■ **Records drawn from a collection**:

========================================

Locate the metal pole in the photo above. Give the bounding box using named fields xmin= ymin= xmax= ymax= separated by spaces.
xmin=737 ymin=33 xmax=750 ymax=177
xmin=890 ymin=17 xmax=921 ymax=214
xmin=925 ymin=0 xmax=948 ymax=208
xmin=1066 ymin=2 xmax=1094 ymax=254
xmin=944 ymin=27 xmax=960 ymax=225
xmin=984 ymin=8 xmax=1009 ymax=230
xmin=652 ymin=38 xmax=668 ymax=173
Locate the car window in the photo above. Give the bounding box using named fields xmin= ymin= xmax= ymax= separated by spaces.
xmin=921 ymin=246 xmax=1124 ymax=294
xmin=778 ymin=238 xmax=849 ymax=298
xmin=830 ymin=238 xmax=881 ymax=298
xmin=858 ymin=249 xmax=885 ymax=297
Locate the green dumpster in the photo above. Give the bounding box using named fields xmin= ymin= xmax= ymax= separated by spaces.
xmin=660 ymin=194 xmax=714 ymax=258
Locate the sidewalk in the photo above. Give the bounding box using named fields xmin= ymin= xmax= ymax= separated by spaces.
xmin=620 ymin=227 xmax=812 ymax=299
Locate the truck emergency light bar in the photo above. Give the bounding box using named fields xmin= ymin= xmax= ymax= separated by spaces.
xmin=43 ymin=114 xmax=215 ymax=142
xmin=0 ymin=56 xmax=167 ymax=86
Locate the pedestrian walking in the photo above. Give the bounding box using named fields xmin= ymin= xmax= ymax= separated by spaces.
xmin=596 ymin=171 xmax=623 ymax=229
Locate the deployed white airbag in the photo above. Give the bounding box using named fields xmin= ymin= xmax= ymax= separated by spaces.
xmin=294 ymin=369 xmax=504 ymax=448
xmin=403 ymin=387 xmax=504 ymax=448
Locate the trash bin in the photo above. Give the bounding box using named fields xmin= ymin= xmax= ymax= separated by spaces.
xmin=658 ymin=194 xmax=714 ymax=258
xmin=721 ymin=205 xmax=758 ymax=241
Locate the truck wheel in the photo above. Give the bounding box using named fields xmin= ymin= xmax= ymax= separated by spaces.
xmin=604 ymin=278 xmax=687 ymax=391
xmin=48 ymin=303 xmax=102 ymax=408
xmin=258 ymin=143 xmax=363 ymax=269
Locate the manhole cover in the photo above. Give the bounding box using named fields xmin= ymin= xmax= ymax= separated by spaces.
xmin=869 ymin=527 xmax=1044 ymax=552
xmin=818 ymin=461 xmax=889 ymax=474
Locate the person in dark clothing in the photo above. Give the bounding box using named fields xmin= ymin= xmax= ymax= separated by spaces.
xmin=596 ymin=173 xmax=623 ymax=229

========================================

■ **Goal**: Reproduce the lines verbatim, starting at the first line of the records and ending at the line that contains "xmin=620 ymin=227 xmax=812 ymax=299", with both of those lines included.

■ **Task response**:
Locate the metal pole in the photo above. Give the bounding box using named fields xmin= ymin= xmax= ymax= separated by spaces.
xmin=737 ymin=33 xmax=750 ymax=177
xmin=890 ymin=17 xmax=921 ymax=214
xmin=925 ymin=0 xmax=948 ymax=208
xmin=1066 ymin=2 xmax=1094 ymax=254
xmin=944 ymin=27 xmax=960 ymax=225
xmin=984 ymin=8 xmax=1009 ymax=230
xmin=652 ymin=38 xmax=668 ymax=173
Locate the car window in the photo above. Give the bounding box using named fields xmin= ymin= xmax= ymax= separated by spaces.
xmin=921 ymin=246 xmax=1124 ymax=294
xmin=778 ymin=238 xmax=849 ymax=298
xmin=830 ymin=238 xmax=881 ymax=298
xmin=858 ymin=249 xmax=885 ymax=297
Locate the green dumpster in the photo above. Give the bounding box using named fields xmin= ymin= xmax= ymax= separated by spaces.
xmin=660 ymin=194 xmax=714 ymax=258
Locate the sidewalk in the photo above. Give the bounding box using named fields xmin= ymin= xmax= ymax= separated by spaces.
xmin=620 ymin=227 xmax=812 ymax=299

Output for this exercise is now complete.